DESCRIPTION OF THE TASK
Gather every row below that contains the string "clicks", matching case exactly.

[Opening DATA IN THIS EXERCISE section]

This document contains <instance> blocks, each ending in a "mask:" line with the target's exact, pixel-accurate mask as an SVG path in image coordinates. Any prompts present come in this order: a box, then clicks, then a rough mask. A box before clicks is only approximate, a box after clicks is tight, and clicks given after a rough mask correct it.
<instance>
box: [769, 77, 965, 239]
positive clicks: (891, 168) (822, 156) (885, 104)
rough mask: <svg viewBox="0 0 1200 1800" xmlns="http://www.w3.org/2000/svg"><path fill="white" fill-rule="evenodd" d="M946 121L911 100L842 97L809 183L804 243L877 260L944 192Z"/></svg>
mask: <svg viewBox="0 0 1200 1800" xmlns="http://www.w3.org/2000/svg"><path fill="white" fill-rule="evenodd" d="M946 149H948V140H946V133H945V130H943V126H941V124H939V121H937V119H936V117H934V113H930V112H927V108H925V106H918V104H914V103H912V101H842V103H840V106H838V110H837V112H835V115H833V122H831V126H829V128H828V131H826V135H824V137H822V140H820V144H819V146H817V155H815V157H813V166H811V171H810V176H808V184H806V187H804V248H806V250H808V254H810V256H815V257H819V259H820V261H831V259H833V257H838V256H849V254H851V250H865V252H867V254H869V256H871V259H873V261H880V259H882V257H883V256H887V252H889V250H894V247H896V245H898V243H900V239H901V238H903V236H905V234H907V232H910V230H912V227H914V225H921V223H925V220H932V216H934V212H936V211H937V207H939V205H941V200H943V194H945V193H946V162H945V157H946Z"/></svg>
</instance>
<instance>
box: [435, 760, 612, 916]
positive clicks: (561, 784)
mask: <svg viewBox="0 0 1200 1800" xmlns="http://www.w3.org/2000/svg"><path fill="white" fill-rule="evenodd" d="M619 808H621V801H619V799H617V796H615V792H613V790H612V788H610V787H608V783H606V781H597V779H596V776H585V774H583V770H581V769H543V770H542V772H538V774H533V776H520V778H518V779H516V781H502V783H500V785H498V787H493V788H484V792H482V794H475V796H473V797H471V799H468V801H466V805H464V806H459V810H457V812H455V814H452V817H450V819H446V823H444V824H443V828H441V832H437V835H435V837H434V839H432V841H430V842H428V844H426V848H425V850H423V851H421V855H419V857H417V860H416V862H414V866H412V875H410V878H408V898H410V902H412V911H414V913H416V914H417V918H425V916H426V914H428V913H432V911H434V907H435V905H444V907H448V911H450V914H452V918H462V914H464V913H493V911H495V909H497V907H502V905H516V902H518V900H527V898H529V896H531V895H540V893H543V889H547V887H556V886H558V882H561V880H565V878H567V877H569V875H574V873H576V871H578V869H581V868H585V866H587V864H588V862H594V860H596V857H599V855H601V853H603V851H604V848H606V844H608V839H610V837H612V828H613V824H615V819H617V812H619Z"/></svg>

[Closing DATA IN THIS EXERCISE section]

EXERCISE RESPONSE
This document contains <instance> blocks, each ending in a "mask:" line with the target's exact, pixel-accurate mask as an SVG path in image coordinates. Any prompts present come in this order: a box, then clicks, then a rough mask. A box before clicks is only approximate, a box after clicks is tight, and clicks given after a rough mask correct it.
positive clicks: (891, 168) (822, 156) (885, 104)
positive clicks: (561, 784)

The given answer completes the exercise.